■ **What you need to do**: Update the records below by replacing every "scan" with "image" and leaving everything else unchanged.

■ **Records shown**:
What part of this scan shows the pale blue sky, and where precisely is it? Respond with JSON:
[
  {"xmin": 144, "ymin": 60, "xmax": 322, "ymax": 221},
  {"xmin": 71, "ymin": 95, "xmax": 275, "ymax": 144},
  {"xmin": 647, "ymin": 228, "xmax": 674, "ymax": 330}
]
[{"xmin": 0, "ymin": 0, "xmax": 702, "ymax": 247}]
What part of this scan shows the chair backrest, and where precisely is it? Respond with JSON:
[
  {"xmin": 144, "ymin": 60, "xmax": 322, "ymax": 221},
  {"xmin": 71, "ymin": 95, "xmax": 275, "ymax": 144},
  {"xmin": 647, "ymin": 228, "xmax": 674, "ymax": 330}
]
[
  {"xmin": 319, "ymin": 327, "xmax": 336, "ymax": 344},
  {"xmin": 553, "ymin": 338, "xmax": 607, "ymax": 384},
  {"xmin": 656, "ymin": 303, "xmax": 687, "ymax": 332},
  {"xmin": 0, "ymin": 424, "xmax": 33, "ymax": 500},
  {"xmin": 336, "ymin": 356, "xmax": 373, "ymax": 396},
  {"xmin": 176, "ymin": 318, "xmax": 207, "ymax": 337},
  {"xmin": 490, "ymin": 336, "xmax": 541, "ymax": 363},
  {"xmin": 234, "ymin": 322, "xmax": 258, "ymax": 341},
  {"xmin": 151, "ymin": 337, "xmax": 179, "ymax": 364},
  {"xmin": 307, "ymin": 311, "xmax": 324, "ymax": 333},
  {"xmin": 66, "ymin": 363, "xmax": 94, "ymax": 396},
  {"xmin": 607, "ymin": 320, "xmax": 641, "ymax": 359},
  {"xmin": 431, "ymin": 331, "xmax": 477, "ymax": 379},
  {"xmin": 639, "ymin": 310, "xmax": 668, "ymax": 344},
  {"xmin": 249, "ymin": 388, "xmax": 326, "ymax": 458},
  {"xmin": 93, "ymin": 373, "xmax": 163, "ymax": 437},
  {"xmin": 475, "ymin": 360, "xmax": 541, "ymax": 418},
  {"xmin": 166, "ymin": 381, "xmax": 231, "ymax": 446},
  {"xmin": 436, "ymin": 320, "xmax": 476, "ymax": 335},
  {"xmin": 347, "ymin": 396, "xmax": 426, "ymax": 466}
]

■ **Task output**:
What part of this image shows the pale blue sky, and where precisely is it? Respond with JSON:
[
  {"xmin": 144, "ymin": 60, "xmax": 322, "ymax": 221},
  {"xmin": 71, "ymin": 95, "xmax": 275, "ymax": 144},
  {"xmin": 647, "ymin": 228, "xmax": 674, "ymax": 330}
]
[{"xmin": 0, "ymin": 0, "xmax": 702, "ymax": 247}]
What part of this image shows the chair backrest, and where precisely is it? Respond with JSON:
[
  {"xmin": 144, "ymin": 60, "xmax": 322, "ymax": 221},
  {"xmin": 71, "ymin": 95, "xmax": 275, "ymax": 144},
  {"xmin": 647, "ymin": 228, "xmax": 674, "ymax": 330}
]
[
  {"xmin": 319, "ymin": 327, "xmax": 336, "ymax": 344},
  {"xmin": 553, "ymin": 338, "xmax": 607, "ymax": 384},
  {"xmin": 656, "ymin": 303, "xmax": 687, "ymax": 332},
  {"xmin": 0, "ymin": 424, "xmax": 33, "ymax": 500},
  {"xmin": 336, "ymin": 356, "xmax": 373, "ymax": 396},
  {"xmin": 176, "ymin": 318, "xmax": 207, "ymax": 337},
  {"xmin": 490, "ymin": 336, "xmax": 541, "ymax": 363},
  {"xmin": 234, "ymin": 322, "xmax": 258, "ymax": 341},
  {"xmin": 151, "ymin": 337, "xmax": 179, "ymax": 364},
  {"xmin": 307, "ymin": 311, "xmax": 324, "ymax": 333},
  {"xmin": 66, "ymin": 363, "xmax": 94, "ymax": 396},
  {"xmin": 607, "ymin": 320, "xmax": 641, "ymax": 359},
  {"xmin": 431, "ymin": 331, "xmax": 477, "ymax": 379},
  {"xmin": 639, "ymin": 310, "xmax": 668, "ymax": 344},
  {"xmin": 249, "ymin": 388, "xmax": 326, "ymax": 458},
  {"xmin": 93, "ymin": 373, "xmax": 163, "ymax": 437},
  {"xmin": 475, "ymin": 360, "xmax": 541, "ymax": 418},
  {"xmin": 166, "ymin": 381, "xmax": 231, "ymax": 446},
  {"xmin": 436, "ymin": 320, "xmax": 476, "ymax": 335},
  {"xmin": 347, "ymin": 396, "xmax": 426, "ymax": 466}
]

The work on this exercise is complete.